> [Task brief]: The text below is a page about swellings after vasectomy reversal. List every medical condition it names.

> [Document segment]:
"""

Post-operative Haematoma

Generally, if whilst you are a patient in the Park Hospital a significant swelling is noticed, this could be a postoperative haematoma requiring surgical drainage. This presents within 12 hours of having surgery and would have been diagnosed whilst as an inpatient. It is due to arterial bleeding. Mr Harriss has only had this experience in post-op micro-surgical vasectomy reversal patients 3 times in over 2000 cases.

In our experience there are two types of  lumps after vasectomy reversal that patients become concerned about in the postoperative period, either a “third testicle” approximately two to three centimetres in size occurring in the midline underneath the wound between the testes or a lump above the testis in the spermatic cord.


“My lump feels like a third testicle”

This is due to a collection of blood or exudate in the space between the Dartos muscle and the skin underneath the wound. It is called a Seroma which is an accumulation of fluid in the tissue that can occur after surgery. The fluid, called serum, leaks out of nearby blood and lymphatic vessels (we are not talking about the vas deferens here). Cells are typically present in the fluid, which is normally clear.

This lump will either decrease in size naturally and quite suddenly or resolve over two to three months.  Occasionally Mr Harriss has needed to aspirate a seroma if it persists beyond three months.  Normally, we advise that you attend your GP to check that the lump is not caused by anything else, for reassurance.  If at 3 months, the lump is still present and has not reduced in any size, then Mr Harriss will be happy to examine you in clinic when you attend for your three month postoperative semen analysis at CARE in Nottingham.


 “My lump feels like a pea in the spermatic cord”

Patients often feel lumps in the spermatic cord above the testicle related to the rejoin site or to suture material used to ligate internal veins within the spermatic cord.  Providing that there is no excessive pain then this is unlikely to be an infection or sperm granuloma and patients should be reassured that most lumps after vasectomy reversal resolve within three months but again Mr Harriss would be happy to see you in clinic for an examination at the three months semen analysis.

"""

> [Data extracts]:

"""

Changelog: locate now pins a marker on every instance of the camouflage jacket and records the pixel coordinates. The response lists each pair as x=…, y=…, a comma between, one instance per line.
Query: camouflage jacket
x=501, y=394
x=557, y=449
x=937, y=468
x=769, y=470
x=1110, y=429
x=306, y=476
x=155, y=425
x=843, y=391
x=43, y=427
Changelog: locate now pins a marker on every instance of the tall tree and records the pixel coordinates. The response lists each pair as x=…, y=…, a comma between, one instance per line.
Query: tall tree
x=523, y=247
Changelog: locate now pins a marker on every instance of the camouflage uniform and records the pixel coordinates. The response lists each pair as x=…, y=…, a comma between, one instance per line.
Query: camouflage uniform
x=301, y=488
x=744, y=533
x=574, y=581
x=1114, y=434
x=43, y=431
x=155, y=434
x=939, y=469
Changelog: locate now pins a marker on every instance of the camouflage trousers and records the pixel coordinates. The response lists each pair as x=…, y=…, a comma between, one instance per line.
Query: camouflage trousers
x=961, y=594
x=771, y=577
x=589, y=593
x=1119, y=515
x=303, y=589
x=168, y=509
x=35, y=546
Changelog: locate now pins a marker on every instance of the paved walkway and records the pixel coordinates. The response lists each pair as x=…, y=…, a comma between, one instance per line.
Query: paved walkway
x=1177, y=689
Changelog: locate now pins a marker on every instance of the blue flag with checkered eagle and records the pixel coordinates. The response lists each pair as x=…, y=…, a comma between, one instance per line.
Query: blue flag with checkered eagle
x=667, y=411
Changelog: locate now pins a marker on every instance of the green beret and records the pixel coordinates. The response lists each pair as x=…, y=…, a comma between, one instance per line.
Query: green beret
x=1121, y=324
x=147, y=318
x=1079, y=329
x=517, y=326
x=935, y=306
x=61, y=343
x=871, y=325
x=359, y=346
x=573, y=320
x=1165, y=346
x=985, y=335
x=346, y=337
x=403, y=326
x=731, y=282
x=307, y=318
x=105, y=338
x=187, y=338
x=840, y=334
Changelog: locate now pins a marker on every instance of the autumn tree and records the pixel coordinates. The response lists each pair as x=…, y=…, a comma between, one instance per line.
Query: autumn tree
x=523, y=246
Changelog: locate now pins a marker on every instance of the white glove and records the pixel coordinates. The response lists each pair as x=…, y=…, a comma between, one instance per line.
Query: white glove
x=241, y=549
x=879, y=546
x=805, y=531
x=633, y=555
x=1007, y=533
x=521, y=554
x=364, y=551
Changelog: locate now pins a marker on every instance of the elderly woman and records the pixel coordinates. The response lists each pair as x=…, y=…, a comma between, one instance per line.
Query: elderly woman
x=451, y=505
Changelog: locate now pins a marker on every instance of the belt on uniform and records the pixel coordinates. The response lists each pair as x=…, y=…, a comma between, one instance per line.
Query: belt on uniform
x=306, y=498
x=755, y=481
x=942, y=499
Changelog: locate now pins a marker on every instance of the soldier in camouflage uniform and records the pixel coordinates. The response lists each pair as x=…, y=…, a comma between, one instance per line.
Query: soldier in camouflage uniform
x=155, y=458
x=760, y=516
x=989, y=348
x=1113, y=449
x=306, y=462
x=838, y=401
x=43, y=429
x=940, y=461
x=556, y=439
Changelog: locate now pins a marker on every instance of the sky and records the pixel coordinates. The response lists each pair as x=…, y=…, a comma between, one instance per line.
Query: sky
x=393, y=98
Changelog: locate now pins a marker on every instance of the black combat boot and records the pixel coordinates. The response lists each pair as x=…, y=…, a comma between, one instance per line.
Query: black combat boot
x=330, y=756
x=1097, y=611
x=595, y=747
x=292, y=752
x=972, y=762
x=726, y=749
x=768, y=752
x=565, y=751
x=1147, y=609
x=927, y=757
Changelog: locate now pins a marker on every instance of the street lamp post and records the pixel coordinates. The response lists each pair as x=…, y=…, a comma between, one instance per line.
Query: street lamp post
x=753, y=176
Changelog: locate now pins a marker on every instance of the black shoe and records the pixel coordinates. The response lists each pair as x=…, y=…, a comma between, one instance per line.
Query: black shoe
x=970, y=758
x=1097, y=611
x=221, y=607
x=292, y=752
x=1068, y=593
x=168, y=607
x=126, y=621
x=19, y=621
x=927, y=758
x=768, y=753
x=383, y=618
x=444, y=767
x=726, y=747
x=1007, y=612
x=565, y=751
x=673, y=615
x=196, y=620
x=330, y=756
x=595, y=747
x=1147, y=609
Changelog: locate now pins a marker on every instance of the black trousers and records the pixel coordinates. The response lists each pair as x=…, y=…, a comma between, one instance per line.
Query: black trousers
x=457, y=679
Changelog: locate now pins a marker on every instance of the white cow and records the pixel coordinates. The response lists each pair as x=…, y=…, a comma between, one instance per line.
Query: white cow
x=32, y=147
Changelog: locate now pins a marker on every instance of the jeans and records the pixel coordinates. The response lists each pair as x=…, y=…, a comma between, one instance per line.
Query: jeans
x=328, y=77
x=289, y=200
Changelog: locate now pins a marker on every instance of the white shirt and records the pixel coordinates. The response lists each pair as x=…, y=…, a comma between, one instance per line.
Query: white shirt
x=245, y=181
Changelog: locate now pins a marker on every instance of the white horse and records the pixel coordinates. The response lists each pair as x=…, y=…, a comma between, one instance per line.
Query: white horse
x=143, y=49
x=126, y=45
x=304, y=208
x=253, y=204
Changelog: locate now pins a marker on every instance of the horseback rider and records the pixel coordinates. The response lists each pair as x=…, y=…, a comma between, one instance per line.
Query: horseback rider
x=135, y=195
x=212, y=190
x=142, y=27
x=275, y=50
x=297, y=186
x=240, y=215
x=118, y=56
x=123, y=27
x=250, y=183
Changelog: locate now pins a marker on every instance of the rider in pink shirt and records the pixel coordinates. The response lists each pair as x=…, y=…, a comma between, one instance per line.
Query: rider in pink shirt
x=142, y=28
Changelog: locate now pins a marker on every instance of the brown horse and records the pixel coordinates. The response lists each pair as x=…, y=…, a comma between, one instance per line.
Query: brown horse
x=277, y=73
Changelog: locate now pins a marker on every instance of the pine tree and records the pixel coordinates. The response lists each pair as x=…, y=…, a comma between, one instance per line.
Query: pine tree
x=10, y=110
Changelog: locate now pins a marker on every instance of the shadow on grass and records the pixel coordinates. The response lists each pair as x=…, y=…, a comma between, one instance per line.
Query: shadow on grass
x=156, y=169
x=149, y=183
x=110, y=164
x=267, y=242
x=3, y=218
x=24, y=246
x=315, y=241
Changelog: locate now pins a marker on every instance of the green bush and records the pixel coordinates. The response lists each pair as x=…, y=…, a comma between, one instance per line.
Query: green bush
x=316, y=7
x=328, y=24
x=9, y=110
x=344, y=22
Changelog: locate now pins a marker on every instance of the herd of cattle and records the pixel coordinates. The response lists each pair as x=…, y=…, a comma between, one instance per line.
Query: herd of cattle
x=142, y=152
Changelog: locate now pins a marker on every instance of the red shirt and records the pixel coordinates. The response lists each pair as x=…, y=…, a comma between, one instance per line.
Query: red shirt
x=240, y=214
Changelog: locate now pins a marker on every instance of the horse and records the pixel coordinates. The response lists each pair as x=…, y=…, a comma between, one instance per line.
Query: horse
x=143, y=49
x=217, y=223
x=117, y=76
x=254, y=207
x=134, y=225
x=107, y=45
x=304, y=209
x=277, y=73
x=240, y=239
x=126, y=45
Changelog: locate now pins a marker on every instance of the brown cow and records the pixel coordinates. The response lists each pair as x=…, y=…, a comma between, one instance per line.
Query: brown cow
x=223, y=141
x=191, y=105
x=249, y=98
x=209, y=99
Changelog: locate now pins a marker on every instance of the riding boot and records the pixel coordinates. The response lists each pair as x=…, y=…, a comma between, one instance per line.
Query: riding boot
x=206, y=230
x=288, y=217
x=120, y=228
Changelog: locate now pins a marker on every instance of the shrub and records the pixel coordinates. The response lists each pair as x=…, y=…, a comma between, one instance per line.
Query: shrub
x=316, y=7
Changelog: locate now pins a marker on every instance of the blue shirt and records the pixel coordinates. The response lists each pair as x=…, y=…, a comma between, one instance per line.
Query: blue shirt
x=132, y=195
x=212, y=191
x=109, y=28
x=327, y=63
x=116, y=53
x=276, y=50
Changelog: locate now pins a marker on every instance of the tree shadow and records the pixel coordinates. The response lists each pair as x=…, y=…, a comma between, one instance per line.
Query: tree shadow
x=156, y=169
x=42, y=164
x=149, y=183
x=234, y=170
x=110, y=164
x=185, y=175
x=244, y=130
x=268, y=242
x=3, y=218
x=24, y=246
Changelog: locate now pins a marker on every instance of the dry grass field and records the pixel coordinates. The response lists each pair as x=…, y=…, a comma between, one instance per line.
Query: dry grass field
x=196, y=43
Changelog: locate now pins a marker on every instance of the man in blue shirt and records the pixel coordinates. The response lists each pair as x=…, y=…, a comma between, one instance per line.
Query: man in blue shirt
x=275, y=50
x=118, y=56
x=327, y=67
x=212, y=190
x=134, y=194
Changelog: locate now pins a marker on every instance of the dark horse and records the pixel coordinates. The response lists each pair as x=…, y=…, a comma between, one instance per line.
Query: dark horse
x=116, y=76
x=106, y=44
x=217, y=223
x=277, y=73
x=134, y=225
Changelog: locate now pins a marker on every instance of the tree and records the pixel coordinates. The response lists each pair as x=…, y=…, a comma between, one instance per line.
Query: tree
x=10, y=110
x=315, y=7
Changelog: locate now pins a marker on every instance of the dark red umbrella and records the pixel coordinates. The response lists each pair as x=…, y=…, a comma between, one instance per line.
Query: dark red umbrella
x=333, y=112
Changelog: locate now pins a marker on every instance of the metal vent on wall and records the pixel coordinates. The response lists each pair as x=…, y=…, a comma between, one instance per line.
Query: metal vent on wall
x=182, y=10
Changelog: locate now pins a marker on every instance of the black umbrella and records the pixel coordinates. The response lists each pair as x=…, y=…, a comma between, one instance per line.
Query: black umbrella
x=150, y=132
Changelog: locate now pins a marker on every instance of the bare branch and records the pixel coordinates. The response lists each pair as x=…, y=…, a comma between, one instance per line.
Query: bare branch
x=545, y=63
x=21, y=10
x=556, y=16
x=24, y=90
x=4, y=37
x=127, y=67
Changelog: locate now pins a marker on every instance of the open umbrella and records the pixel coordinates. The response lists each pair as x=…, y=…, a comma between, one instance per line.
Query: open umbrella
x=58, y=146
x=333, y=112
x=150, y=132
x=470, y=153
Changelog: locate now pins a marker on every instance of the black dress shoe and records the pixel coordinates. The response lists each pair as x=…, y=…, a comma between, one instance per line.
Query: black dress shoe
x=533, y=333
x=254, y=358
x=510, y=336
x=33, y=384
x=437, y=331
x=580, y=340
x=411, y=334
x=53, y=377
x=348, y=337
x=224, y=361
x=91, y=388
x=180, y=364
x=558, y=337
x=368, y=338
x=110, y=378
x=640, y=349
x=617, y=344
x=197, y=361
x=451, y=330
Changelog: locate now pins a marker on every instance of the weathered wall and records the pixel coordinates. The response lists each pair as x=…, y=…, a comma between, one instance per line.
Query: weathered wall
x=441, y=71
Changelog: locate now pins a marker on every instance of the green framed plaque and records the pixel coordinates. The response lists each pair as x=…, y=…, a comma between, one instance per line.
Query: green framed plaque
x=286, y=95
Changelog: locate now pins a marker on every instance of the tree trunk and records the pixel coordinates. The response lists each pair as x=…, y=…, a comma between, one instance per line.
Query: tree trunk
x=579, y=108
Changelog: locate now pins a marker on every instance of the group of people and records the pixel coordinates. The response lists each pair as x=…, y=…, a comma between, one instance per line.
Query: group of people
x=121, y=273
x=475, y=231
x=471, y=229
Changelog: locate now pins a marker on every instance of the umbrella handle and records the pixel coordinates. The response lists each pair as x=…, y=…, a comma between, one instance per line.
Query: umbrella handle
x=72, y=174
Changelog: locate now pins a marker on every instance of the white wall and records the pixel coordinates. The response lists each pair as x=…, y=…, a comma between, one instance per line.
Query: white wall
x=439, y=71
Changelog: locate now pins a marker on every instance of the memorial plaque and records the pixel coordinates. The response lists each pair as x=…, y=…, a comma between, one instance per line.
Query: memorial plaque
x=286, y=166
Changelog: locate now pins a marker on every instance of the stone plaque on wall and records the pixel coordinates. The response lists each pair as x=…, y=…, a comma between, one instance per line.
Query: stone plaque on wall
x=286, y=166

"""

> [Solution for this exercise]:
- Postoperative haematoma
- Seroma
- Infection
- Sperm granuloma